- _Shape boundary entries_:
-=-=-

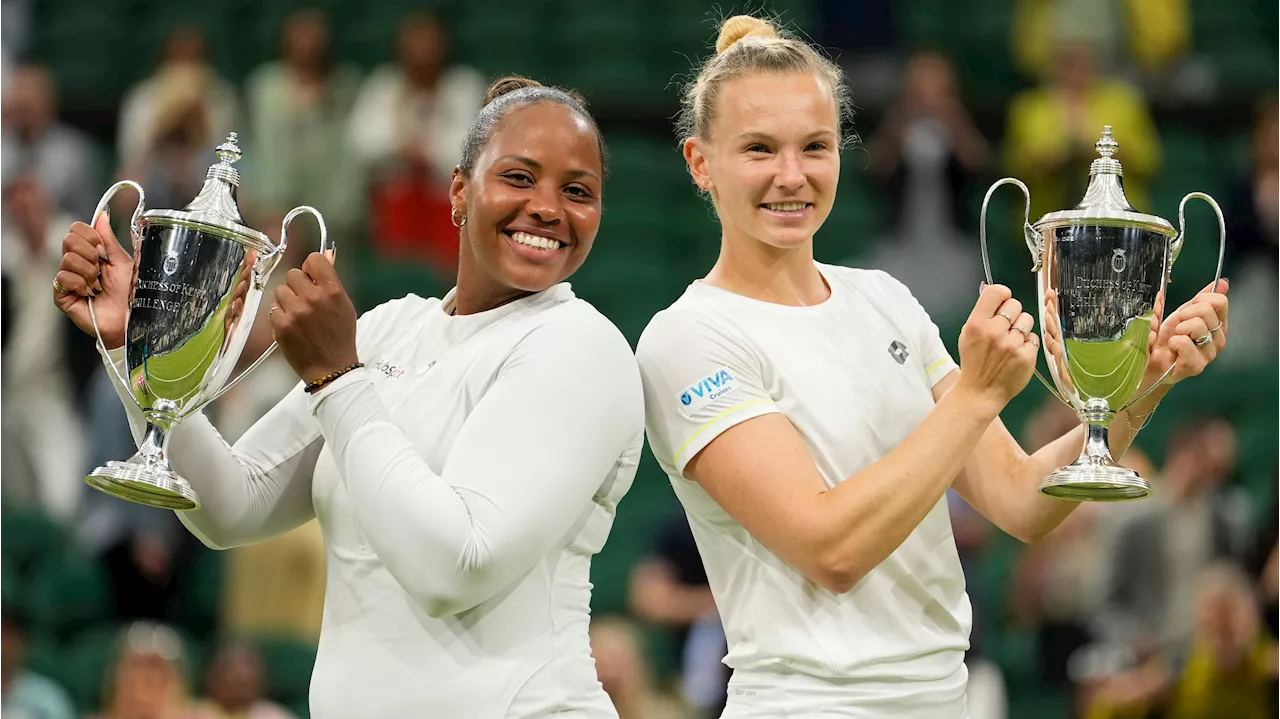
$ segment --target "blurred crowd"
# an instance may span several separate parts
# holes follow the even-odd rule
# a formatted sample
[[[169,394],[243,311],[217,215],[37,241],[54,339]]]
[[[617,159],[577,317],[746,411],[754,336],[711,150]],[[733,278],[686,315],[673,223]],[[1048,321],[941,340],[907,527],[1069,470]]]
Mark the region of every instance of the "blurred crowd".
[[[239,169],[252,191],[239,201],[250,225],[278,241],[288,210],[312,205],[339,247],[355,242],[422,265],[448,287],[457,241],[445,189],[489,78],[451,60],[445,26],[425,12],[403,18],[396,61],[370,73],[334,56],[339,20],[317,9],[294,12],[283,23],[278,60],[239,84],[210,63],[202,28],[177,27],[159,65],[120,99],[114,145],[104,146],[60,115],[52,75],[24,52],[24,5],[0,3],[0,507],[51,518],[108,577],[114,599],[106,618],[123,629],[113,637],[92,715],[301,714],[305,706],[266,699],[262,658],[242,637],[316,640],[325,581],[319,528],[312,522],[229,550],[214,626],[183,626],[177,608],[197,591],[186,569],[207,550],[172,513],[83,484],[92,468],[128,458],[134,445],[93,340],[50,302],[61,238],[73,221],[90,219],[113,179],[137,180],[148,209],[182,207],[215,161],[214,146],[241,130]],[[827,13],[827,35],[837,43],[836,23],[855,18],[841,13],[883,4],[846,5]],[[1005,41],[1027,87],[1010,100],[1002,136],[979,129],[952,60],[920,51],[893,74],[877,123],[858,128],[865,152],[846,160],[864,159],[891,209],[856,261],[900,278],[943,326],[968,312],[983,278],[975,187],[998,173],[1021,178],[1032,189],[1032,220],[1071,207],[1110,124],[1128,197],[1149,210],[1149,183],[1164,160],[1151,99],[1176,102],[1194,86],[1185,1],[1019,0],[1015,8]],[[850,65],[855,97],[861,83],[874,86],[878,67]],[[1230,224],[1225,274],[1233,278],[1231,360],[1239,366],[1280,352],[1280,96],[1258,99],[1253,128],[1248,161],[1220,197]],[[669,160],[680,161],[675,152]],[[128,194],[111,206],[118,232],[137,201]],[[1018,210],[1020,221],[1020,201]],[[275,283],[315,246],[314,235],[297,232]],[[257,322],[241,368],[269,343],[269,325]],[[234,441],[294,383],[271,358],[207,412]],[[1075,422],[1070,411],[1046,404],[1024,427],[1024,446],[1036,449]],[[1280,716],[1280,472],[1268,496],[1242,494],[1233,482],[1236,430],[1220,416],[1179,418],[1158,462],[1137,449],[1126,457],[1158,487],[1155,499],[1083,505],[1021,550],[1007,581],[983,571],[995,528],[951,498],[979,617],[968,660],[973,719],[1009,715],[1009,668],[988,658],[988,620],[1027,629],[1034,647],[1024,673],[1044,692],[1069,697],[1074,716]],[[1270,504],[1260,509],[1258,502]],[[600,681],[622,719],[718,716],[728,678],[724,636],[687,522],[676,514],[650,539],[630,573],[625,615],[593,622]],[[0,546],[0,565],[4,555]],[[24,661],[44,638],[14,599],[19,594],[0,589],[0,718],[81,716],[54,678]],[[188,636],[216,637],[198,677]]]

-=-=-

- _Exercise task_:
Reproduce every line of the records above character for character, omitting the pictures.

- _Final result_:
$ segment --target "blurred crowd"
# an instance may span several separate parts
# holes follow the even-odd rule
# a formatted sample
[[[169,394],[243,311],[217,215],[37,241],[54,339]]]
[[[617,159],[577,317],[746,411],[754,336],[711,150]],[[733,278],[686,315],[673,223]],[[1048,321],[941,340],[907,527],[1069,470]]]
Mark the region of every instance of the "blurred crowd".
[[[239,169],[252,191],[239,201],[250,225],[278,241],[288,210],[312,205],[339,247],[355,242],[422,265],[448,287],[457,241],[445,189],[489,78],[451,60],[445,26],[425,12],[403,18],[396,61],[370,73],[334,56],[339,20],[317,9],[294,12],[283,23],[278,60],[239,84],[210,63],[202,28],[177,27],[159,65],[120,99],[114,145],[104,146],[60,115],[52,75],[24,52],[24,5],[0,3],[0,507],[51,518],[108,577],[114,599],[106,618],[123,629],[113,637],[92,715],[301,714],[305,706],[266,699],[262,658],[242,637],[316,640],[325,581],[319,528],[312,522],[229,550],[214,626],[183,626],[177,608],[197,591],[186,569],[207,550],[172,513],[83,484],[92,468],[128,458],[134,445],[93,340],[50,302],[61,238],[73,221],[90,219],[113,179],[137,180],[148,209],[182,207],[215,161],[214,146],[241,130]],[[827,13],[827,35],[837,43],[836,23],[855,18],[841,13],[883,4],[846,5]],[[1005,41],[1027,87],[1010,100],[1002,136],[979,129],[952,60],[920,51],[893,74],[877,123],[858,128],[865,152],[846,160],[864,159],[891,209],[856,261],[900,278],[943,326],[968,312],[983,278],[975,187],[998,173],[1021,178],[1032,189],[1032,220],[1071,207],[1110,124],[1128,197],[1149,210],[1149,183],[1164,160],[1151,99],[1176,102],[1194,86],[1185,1],[1019,0],[1015,8]],[[850,65],[855,97],[861,83],[874,86],[878,67]],[[1230,224],[1225,274],[1233,278],[1231,360],[1239,366],[1280,352],[1280,96],[1258,99],[1253,128],[1248,161],[1220,197]],[[669,160],[680,161],[675,152]],[[128,194],[111,206],[118,232],[137,201]],[[1018,210],[1020,221],[1020,201]],[[275,283],[315,246],[314,235],[297,232]],[[257,322],[241,368],[269,343],[269,325]],[[234,441],[294,383],[271,358],[207,412]],[[1075,422],[1070,411],[1046,404],[1024,427],[1024,446],[1036,449]],[[1280,716],[1280,472],[1268,496],[1242,494],[1233,482],[1236,430],[1220,416],[1179,418],[1158,462],[1137,449],[1126,457],[1158,487],[1155,499],[1083,505],[1021,550],[1007,581],[983,571],[995,528],[951,498],[979,617],[968,660],[973,719],[1009,715],[1009,668],[988,658],[988,620],[1027,629],[1034,647],[1024,673],[1044,692],[1069,697],[1074,716]],[[1270,504],[1260,509],[1258,502]],[[600,681],[622,719],[718,716],[728,678],[724,636],[687,522],[676,514],[650,539],[630,573],[625,615],[593,622]],[[0,546],[0,565],[4,555]],[[24,661],[44,638],[14,599],[19,594],[0,589],[0,718],[81,716],[54,678]],[[188,636],[216,637],[198,677]]]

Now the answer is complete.